# EXERCISE MATERIALS start

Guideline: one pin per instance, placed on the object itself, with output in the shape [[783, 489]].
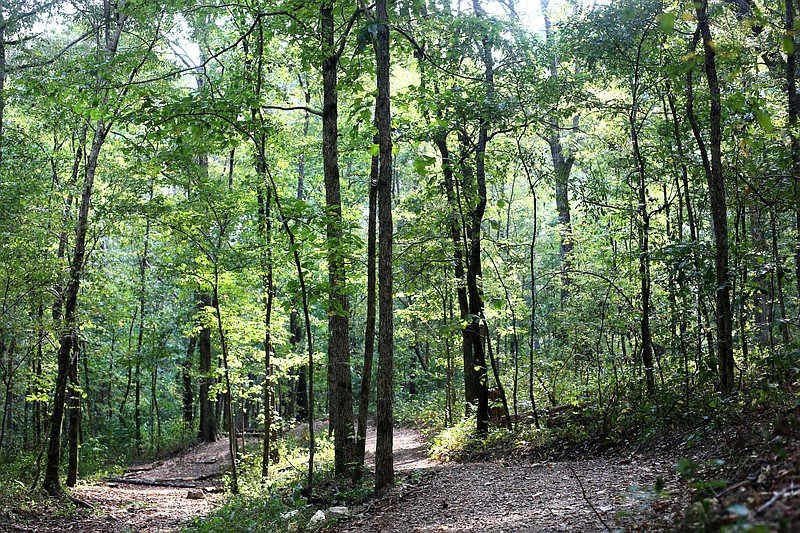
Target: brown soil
[[120, 507], [588, 495]]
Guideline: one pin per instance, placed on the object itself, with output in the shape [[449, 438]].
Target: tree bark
[[69, 330], [384, 458], [369, 328], [208, 423], [339, 372], [719, 212]]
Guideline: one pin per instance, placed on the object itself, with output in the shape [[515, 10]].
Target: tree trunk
[[339, 373], [228, 388], [208, 423], [69, 330], [369, 328], [188, 390], [74, 416], [384, 457], [719, 212]]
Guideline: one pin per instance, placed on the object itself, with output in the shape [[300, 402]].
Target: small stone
[[337, 512], [316, 521]]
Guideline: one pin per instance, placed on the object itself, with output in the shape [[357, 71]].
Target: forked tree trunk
[[719, 212], [339, 372], [384, 458]]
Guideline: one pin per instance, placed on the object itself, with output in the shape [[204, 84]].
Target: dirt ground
[[586, 496], [583, 495]]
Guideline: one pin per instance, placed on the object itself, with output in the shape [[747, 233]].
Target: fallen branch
[[788, 491], [80, 503], [147, 483], [586, 498]]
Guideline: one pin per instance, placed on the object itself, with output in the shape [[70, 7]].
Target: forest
[[545, 222]]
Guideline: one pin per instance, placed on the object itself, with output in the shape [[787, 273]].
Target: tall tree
[[384, 458], [340, 389], [719, 210]]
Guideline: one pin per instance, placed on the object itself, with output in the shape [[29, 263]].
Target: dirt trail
[[584, 495], [121, 506], [587, 495]]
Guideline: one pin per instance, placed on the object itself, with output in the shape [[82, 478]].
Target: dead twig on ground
[[586, 498]]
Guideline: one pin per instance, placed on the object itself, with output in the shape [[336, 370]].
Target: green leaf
[[788, 44], [686, 467], [667, 21], [765, 121]]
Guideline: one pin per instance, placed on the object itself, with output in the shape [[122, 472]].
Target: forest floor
[[599, 494], [586, 489]]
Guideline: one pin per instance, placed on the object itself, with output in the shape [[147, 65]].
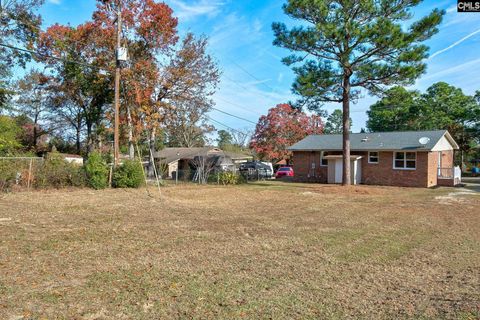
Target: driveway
[[472, 183]]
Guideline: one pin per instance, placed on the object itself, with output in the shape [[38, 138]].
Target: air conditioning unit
[[122, 54]]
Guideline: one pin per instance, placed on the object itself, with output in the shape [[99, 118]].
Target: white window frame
[[378, 157], [404, 160], [321, 159]]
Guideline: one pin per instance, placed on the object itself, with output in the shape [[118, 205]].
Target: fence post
[[29, 174]]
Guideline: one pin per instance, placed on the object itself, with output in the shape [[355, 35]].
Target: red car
[[284, 172]]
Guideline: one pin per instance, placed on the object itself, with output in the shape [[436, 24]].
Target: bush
[[57, 173], [228, 177], [8, 174], [96, 171], [128, 175]]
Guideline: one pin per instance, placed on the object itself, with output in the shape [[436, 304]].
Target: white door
[[338, 170]]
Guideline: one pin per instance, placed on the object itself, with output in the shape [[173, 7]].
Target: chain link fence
[[219, 177], [18, 171]]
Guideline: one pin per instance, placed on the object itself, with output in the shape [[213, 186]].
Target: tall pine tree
[[344, 46]]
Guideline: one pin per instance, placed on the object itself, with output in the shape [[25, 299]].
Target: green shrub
[[96, 171], [228, 177], [128, 175], [8, 174], [55, 172]]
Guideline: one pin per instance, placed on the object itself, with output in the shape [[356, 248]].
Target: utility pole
[[116, 134]]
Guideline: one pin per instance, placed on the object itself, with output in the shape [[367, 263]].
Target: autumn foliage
[[281, 128]]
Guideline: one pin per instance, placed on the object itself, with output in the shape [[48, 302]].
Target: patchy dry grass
[[268, 250]]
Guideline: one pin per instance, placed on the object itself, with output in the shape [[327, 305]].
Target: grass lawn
[[260, 251]]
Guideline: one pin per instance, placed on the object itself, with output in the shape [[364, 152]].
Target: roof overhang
[[336, 157]]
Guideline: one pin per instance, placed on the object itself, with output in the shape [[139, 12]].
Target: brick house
[[407, 159]]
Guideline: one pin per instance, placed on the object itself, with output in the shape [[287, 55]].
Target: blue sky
[[254, 79]]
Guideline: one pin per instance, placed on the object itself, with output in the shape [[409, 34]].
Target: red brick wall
[[302, 167], [382, 173]]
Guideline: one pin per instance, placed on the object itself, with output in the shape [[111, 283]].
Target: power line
[[224, 125], [239, 106], [250, 74], [51, 57], [232, 115]]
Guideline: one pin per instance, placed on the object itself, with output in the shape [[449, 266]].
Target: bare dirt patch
[[266, 250]]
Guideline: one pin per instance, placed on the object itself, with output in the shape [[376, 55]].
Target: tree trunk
[[151, 170], [79, 128], [90, 142], [131, 148], [346, 178], [35, 135]]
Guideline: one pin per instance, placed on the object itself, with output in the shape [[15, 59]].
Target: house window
[[405, 160], [323, 161], [373, 157]]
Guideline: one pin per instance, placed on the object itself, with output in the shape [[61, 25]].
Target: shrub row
[[55, 172]]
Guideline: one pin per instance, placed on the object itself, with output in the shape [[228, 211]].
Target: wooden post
[[29, 173]]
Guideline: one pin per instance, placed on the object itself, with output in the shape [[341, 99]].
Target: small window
[[373, 157], [405, 160], [323, 161]]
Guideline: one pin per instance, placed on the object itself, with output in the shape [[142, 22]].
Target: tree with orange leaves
[[282, 127]]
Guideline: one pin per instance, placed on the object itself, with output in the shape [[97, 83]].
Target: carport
[[335, 168]]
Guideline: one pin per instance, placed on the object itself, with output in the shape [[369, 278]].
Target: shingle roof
[[406, 140]]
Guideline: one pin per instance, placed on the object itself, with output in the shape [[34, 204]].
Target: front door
[[338, 170]]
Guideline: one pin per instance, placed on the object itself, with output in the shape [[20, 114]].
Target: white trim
[[378, 157], [321, 159], [443, 144], [404, 161]]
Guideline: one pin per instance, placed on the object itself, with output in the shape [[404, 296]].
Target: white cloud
[[453, 45], [187, 11]]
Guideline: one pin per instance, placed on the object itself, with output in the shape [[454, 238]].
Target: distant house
[[181, 159], [411, 159], [72, 158]]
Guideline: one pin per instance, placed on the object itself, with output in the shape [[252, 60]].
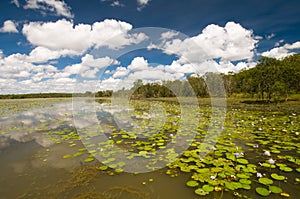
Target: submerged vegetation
[[256, 154]]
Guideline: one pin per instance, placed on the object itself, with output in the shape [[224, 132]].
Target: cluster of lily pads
[[257, 152]]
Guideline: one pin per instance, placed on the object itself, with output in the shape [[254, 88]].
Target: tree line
[[270, 79]]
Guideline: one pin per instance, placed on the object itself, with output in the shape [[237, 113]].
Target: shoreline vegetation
[[270, 81]]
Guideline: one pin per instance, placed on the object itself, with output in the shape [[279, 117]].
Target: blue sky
[[46, 45]]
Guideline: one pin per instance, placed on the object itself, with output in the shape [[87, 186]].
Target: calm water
[[35, 162]]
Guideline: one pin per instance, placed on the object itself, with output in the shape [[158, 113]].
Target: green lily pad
[[207, 188], [275, 189], [275, 176], [89, 159], [245, 181], [246, 186], [265, 181], [262, 191], [201, 192], [242, 161], [242, 175], [192, 183], [103, 167], [286, 169]]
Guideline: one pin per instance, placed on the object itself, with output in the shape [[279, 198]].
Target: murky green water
[[43, 156]]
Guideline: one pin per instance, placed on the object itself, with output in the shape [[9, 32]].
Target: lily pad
[[89, 159], [262, 191], [275, 189], [275, 176], [265, 181], [242, 161], [286, 169], [201, 192], [192, 183], [207, 188]]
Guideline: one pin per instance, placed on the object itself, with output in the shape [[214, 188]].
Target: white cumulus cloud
[[138, 63], [283, 51], [64, 35], [9, 26], [59, 7], [232, 42]]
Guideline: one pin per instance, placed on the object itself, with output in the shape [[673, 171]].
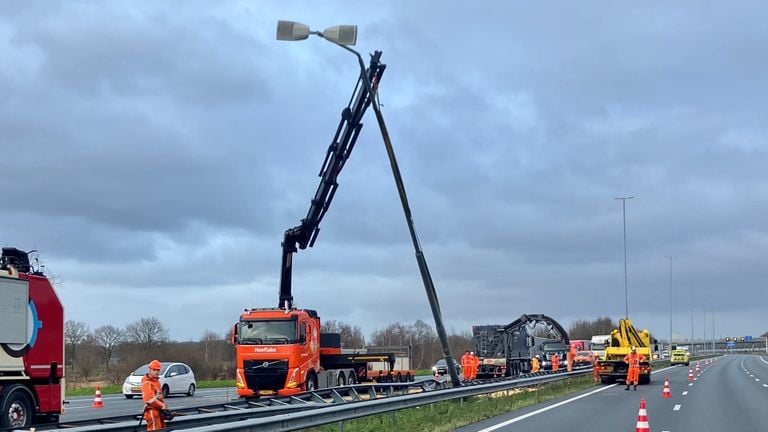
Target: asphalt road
[[729, 395], [79, 408]]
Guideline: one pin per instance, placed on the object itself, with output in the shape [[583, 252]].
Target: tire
[[311, 383], [18, 411]]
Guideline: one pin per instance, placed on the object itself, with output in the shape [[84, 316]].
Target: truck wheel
[[311, 384], [17, 408]]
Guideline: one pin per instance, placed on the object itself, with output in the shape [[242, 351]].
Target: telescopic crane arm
[[305, 234]]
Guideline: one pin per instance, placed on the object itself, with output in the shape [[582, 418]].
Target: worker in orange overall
[[152, 394], [535, 364], [475, 364], [595, 370], [633, 360], [466, 366], [569, 357]]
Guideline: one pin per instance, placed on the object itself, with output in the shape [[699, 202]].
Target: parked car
[[175, 378], [679, 357], [441, 367], [583, 358]]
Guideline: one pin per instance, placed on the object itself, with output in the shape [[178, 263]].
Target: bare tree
[[147, 333], [75, 333], [108, 337]]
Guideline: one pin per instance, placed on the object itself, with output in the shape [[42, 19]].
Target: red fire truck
[[31, 344]]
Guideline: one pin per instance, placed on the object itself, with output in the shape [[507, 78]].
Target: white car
[[174, 378]]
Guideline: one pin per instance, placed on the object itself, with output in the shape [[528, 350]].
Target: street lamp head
[[293, 31]]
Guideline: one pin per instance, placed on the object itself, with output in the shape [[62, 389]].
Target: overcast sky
[[155, 152]]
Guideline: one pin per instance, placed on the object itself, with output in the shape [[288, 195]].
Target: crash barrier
[[336, 404]]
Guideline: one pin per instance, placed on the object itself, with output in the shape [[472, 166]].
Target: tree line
[[110, 353]]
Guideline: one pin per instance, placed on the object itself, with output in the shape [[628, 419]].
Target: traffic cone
[[642, 419], [666, 393], [97, 403]]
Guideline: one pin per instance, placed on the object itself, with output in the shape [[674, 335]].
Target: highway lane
[[79, 408], [722, 397]]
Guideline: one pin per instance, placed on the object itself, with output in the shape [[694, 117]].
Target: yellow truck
[[612, 367]]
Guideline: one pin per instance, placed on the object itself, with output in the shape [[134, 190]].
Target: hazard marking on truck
[[18, 350]]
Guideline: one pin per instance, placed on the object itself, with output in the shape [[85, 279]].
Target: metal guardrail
[[314, 410]]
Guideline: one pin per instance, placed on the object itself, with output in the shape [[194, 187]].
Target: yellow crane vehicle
[[613, 367]]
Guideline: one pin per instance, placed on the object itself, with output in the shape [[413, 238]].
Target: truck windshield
[[270, 332]]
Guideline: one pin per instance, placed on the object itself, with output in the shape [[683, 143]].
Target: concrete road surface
[[729, 395]]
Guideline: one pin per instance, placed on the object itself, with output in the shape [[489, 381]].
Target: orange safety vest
[[634, 360], [152, 394]]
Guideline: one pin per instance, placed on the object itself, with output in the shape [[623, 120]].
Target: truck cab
[[278, 351]]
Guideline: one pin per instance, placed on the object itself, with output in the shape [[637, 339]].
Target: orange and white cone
[[97, 403], [642, 419], [666, 393]]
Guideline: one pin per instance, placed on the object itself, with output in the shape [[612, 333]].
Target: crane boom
[[305, 234]]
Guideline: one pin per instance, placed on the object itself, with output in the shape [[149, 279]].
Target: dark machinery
[[305, 234], [507, 350]]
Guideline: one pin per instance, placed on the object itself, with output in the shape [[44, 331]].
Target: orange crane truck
[[281, 351]]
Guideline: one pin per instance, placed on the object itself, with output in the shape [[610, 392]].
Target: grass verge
[[450, 415]]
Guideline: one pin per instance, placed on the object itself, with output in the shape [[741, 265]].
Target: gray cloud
[[166, 147]]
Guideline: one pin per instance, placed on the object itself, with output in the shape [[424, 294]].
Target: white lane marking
[[539, 411]]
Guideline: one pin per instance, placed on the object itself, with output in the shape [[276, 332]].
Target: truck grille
[[265, 374]]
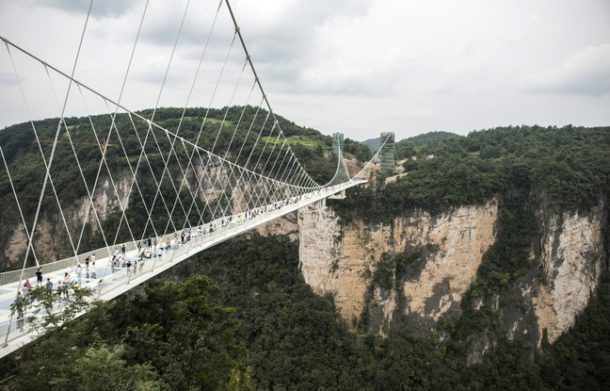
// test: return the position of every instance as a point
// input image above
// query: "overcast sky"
(355, 66)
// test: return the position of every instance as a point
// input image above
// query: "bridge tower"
(387, 153)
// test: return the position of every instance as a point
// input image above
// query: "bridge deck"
(108, 284)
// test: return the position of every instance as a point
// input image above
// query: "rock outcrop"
(343, 260)
(442, 256)
(572, 262)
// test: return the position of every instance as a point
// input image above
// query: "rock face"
(284, 226)
(572, 262)
(441, 257)
(343, 260)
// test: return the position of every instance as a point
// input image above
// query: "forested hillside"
(240, 316)
(241, 134)
(254, 324)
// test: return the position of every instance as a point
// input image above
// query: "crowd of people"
(146, 248)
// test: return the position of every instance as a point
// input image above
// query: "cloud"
(100, 9)
(7, 78)
(586, 72)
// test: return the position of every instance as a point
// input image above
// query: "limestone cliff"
(431, 262)
(572, 262)
(343, 260)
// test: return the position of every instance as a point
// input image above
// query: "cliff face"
(433, 262)
(344, 260)
(51, 240)
(572, 261)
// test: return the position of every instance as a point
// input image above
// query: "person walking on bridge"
(38, 276)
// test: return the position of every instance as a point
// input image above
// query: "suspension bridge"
(124, 195)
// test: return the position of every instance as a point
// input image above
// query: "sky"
(355, 66)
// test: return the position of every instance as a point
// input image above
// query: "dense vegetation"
(240, 315)
(124, 143)
(255, 324)
(565, 168)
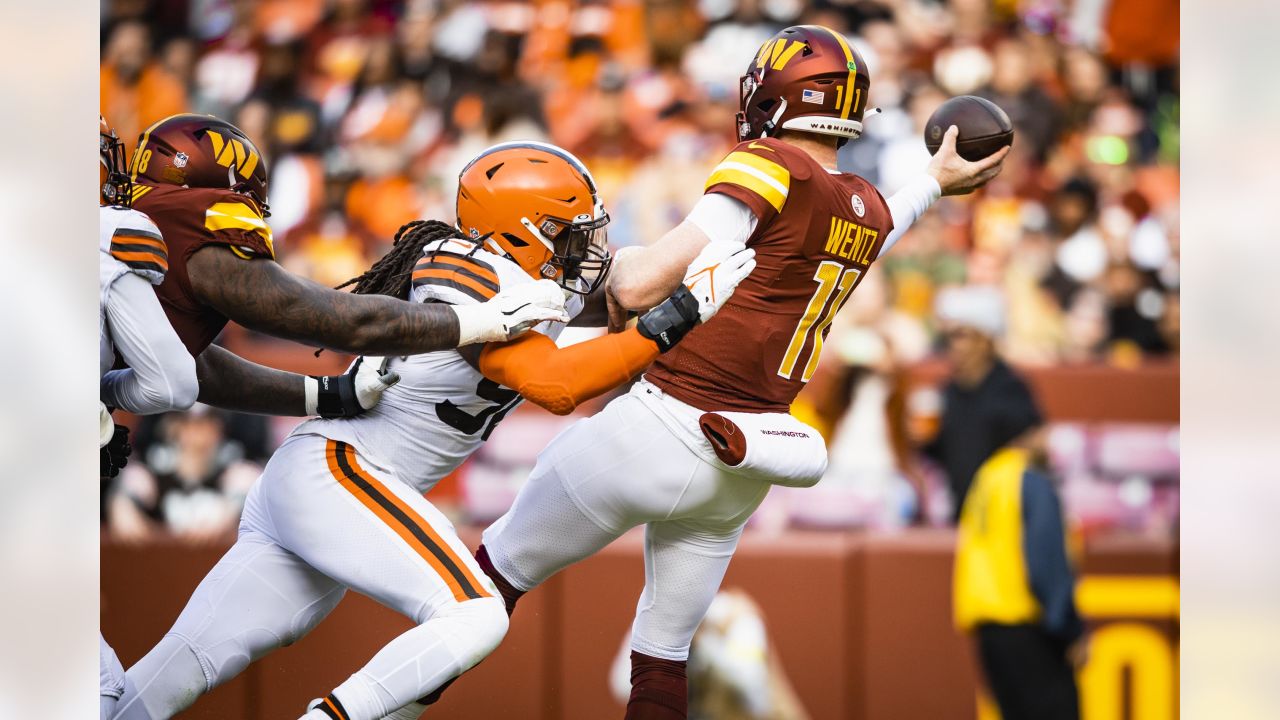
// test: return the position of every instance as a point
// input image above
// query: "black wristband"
(671, 320)
(337, 396)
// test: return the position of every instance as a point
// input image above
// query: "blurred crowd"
(368, 109)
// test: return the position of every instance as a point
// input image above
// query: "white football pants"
(641, 460)
(320, 519)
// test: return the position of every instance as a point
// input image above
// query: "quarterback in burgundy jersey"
(696, 445)
(813, 241)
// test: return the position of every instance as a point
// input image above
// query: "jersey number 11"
(830, 277)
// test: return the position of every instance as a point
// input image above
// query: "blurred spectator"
(1028, 105)
(135, 90)
(1014, 588)
(984, 404)
(191, 482)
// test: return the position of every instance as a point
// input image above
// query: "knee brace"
(510, 592)
(659, 688)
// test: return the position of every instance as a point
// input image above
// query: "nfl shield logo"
(813, 96)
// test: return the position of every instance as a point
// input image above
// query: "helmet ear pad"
(531, 203)
(805, 78)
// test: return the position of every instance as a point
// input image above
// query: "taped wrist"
(671, 320)
(334, 396)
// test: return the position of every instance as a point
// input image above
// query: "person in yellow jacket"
(1014, 587)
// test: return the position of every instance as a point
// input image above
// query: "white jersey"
(128, 242)
(443, 408)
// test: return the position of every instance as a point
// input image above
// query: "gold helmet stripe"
(853, 71)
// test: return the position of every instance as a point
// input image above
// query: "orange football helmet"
(114, 176)
(538, 205)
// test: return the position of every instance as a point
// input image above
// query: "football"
(984, 128)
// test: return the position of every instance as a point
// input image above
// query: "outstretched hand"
(958, 176)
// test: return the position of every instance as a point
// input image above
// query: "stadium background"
(366, 112)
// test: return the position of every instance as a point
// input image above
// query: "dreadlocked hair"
(392, 273)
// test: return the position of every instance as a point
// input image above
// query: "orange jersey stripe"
(141, 258)
(458, 578)
(455, 277)
(124, 238)
(474, 265)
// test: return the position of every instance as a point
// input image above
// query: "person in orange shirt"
(135, 91)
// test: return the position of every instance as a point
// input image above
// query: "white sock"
(423, 659)
(165, 682)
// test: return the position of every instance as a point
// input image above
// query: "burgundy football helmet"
(115, 187)
(200, 151)
(804, 78)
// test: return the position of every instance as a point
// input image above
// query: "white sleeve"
(723, 218)
(908, 204)
(161, 374)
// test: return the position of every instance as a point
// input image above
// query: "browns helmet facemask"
(804, 78)
(115, 185)
(200, 151)
(538, 205)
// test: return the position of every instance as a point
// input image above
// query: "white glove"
(511, 313)
(373, 378)
(716, 272)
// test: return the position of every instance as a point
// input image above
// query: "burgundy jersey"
(816, 235)
(191, 218)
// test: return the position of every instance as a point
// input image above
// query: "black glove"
(115, 454)
(671, 320)
(352, 392)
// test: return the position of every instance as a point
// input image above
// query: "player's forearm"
(231, 382)
(560, 378)
(908, 204)
(643, 277)
(263, 296)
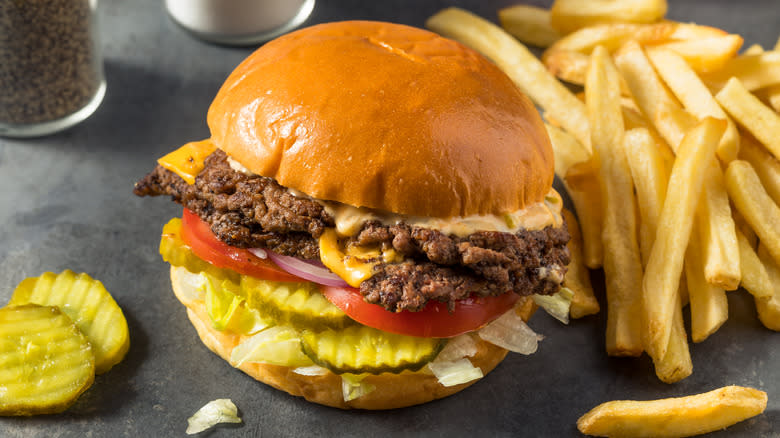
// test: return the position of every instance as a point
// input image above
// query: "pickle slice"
(45, 360)
(88, 304)
(363, 349)
(174, 251)
(298, 304)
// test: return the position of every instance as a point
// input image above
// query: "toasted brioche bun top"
(384, 116)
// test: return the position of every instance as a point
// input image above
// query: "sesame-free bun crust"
(392, 390)
(384, 116)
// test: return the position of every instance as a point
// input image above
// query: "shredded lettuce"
(457, 348)
(214, 412)
(277, 345)
(451, 373)
(556, 305)
(509, 331)
(313, 370)
(352, 386)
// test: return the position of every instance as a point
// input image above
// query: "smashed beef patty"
(250, 211)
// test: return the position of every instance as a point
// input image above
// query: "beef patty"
(254, 211)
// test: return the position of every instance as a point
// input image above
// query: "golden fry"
(674, 417)
(570, 15)
(706, 54)
(766, 166)
(665, 265)
(720, 251)
(650, 176)
(769, 307)
(709, 306)
(755, 278)
(755, 205)
(651, 95)
(694, 95)
(577, 277)
(756, 117)
(529, 24)
(622, 263)
(519, 63)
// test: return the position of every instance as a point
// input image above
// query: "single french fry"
(694, 95)
(676, 363)
(754, 49)
(651, 95)
(529, 24)
(706, 54)
(665, 265)
(756, 117)
(614, 35)
(754, 71)
(766, 166)
(582, 184)
(569, 15)
(650, 176)
(577, 277)
(674, 417)
(769, 307)
(567, 65)
(518, 63)
(719, 248)
(622, 262)
(566, 149)
(709, 306)
(755, 205)
(755, 278)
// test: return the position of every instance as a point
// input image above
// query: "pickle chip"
(46, 362)
(88, 304)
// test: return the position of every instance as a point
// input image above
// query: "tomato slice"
(197, 234)
(434, 321)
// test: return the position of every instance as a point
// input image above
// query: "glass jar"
(239, 22)
(51, 73)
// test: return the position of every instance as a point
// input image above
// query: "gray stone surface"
(66, 202)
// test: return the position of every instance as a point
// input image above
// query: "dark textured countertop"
(66, 202)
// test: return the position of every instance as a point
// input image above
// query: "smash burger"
(369, 218)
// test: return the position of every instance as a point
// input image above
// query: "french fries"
(769, 307)
(709, 307)
(674, 417)
(674, 228)
(519, 63)
(754, 204)
(529, 24)
(756, 117)
(719, 249)
(577, 277)
(694, 95)
(622, 263)
(706, 54)
(754, 71)
(651, 95)
(570, 15)
(755, 278)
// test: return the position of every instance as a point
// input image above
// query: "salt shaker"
(239, 22)
(51, 73)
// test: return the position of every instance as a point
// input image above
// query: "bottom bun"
(392, 390)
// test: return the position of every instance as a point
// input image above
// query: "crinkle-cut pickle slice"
(363, 349)
(46, 362)
(88, 304)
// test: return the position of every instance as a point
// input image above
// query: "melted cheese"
(536, 216)
(188, 160)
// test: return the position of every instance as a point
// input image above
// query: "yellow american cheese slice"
(188, 160)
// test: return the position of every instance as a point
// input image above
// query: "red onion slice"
(307, 269)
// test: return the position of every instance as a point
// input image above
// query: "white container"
(239, 22)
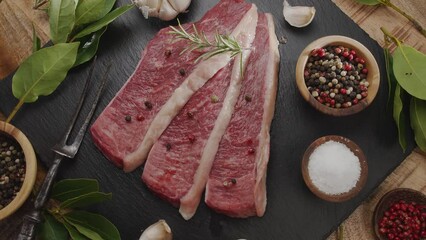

# EXERCISE MATERIALS end

| AIM OF THE EXERCISE |
Turn everything from the line containing "shape [[364, 152]]." down to the line containing "[[407, 159]]" into a JSON list of strings, one string per line, with blank lines left out.

| RESULT |
[
  "Guideline: one pin per instance, placed on the object itself, with output in the shape [[364, 152]].",
  "Target: roof overhang",
  "[[336, 157]]",
  "Guideline: one pin per instance, placed on the object itself, with output in the shape [[139, 12]].",
  "Target: brick house",
  "[[407, 159]]"
]